**TASK INSTRUCTIONS**.
Gather all lines in the data that hold the string "roof".

**DATA FOR ANALYSIS**.
- - - -

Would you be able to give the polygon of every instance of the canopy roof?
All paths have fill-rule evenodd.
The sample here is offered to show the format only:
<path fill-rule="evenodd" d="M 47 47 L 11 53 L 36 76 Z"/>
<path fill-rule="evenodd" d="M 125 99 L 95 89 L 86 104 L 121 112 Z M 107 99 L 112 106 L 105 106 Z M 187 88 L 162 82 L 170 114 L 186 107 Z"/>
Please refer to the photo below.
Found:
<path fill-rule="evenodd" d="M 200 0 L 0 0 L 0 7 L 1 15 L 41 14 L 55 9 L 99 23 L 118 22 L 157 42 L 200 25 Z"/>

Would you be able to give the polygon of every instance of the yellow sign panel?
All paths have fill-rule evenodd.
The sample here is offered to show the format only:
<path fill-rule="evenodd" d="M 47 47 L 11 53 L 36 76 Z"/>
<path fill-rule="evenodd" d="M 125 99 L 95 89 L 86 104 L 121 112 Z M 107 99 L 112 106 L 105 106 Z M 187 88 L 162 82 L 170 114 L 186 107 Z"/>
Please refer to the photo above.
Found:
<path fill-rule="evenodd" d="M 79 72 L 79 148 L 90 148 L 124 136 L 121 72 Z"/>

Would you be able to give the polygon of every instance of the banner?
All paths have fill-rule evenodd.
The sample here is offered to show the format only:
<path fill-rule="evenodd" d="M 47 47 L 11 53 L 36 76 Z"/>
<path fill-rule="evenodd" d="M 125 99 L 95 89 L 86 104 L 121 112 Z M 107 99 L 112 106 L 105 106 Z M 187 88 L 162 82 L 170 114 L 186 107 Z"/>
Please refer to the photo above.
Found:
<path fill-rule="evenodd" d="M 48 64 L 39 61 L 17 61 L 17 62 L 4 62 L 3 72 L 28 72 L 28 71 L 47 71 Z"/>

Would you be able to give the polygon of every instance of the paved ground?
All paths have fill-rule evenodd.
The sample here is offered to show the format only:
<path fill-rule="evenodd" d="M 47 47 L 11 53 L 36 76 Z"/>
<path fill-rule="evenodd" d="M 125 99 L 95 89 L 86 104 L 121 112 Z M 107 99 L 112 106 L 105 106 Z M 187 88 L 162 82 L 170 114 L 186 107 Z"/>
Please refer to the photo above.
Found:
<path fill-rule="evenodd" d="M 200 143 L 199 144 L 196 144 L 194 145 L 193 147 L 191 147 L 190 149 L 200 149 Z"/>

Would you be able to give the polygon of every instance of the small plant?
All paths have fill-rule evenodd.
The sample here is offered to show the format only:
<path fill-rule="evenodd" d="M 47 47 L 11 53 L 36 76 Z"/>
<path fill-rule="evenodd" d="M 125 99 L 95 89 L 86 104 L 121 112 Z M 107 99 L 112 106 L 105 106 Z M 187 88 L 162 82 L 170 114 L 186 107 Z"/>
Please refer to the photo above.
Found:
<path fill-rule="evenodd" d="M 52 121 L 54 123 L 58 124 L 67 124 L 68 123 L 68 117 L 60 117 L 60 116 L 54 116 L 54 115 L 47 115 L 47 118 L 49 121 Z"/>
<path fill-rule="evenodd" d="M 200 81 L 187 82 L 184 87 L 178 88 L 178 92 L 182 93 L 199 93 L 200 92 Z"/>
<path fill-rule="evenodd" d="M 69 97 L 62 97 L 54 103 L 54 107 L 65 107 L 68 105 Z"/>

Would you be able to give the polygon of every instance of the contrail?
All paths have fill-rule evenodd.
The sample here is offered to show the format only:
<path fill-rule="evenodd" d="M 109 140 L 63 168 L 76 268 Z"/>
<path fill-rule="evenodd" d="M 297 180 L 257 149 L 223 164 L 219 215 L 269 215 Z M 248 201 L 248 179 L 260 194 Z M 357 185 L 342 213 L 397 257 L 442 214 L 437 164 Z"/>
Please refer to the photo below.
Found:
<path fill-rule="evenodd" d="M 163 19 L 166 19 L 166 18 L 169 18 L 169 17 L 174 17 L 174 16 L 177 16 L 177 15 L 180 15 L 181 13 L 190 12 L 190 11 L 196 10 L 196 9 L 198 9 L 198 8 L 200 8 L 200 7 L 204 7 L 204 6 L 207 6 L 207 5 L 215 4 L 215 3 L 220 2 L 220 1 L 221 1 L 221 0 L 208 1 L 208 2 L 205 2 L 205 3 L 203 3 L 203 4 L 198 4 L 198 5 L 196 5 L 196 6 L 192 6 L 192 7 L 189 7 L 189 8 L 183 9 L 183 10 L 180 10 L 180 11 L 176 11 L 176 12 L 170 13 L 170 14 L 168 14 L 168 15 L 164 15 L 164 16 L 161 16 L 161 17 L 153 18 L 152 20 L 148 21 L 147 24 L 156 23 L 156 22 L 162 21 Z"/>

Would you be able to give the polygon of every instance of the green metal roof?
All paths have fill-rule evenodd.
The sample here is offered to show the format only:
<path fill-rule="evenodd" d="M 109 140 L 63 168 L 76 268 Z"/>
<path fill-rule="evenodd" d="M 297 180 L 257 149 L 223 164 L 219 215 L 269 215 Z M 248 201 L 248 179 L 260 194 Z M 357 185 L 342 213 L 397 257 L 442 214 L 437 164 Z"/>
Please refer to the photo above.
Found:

- - - -

**COMPLETED TASK**.
Would you be able to give the polygon of every instance of the canopy roof?
Would you be able to give the polygon of every instance of the green metal roof?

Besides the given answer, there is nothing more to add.